== DOCUMENT TEXT ==
- - -

It’s an expense all airplane owners have to pay, many grudgingly. Just why do we need insurance anyway?
“Aviation is terribly unforgiving of any carelessness or neglect,” says Greg Sterling, general manager of the Aircraft Owners and Pilots Association Insurance Agency Inc.
Well then, why is it so expensive? “In the global insurance business, aviation is a tiny subset,” he says, noting only about 165,000 planes are covered. “A large loss can skew those numbers.”
Other factors skewing those numbers include:
- A 25% rise in hull claim costs since 1997;
- Tort costs that have quadrupled since 1980, to more than $200.8 billion in 2002;
- A drop in the number of companies willing to write aviation insurance;
- The rising cost of repairing aircraft;
- The aging GA fleet, which means that if parts can’t be found, a partial loss becomes a total loss; and
- The rising value of aircraft.
“From 1995 to 2000, the value of a 1972 C172 rose 20%,” he explains. “Nearly all GA aircraft are more valuable today than they were five years ago.”
So what can you do to keep your insurance costs down?
1. Use a broker who specializes in aviation. “One size does not fit all,” Sterling warns. “Find somebody who will be an advocate for you.” A specialist can find just the right insurance company for your situation, hopefully at a better price than you could find on your own.

- - -

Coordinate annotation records
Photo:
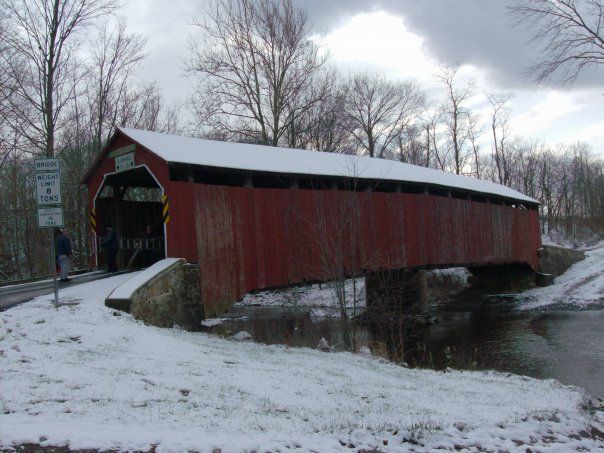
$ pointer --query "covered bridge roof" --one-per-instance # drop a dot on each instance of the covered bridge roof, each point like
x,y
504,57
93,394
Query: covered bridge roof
x,y
196,151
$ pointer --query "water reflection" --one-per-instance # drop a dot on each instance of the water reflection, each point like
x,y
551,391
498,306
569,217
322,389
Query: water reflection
x,y
565,345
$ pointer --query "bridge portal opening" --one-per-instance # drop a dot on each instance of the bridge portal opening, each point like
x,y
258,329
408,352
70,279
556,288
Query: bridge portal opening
x,y
131,202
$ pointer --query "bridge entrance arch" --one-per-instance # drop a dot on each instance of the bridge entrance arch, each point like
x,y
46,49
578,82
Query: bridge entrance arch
x,y
132,202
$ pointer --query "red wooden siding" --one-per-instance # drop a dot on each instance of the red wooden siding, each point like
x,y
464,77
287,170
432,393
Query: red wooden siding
x,y
251,238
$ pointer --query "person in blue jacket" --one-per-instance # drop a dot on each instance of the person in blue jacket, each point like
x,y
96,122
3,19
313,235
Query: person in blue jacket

- - -

== STATED TASK 1 ==
Update the passage of the airplane insurance article from "Other factors skewing" to "insurance costs down?", putting "general aviation fleet" in place of "GA fleet".
== STATED TASK 2 ==
According to the airplane insurance article, roughly how many planes are covered in the global insurance business?

== FINAL RESULT 1 ==
Other factors skewing those numbers include:
- A 25% rise in hull claim costs since 1997;
- Tort costs that have quadrupled since 1980, to more than $200.8 billion in 2002;
- A drop in the number of companies willing to write aviation insurance;
- The rising cost of repairing aircraft;
- The aging general aviation fleet, which means that if parts can’t be found, a partial loss becomes a total loss; and
- The rising value of aircraft.
“From 1995 to 2000, the value of a 1972 C172 rose 20%,” he explains. “Nearly all GA aircraft are more valuable today than they were five years ago.”
So what can you do to keep your insurance costs down?

== FINAL RESULT 2 ==
About 165,000.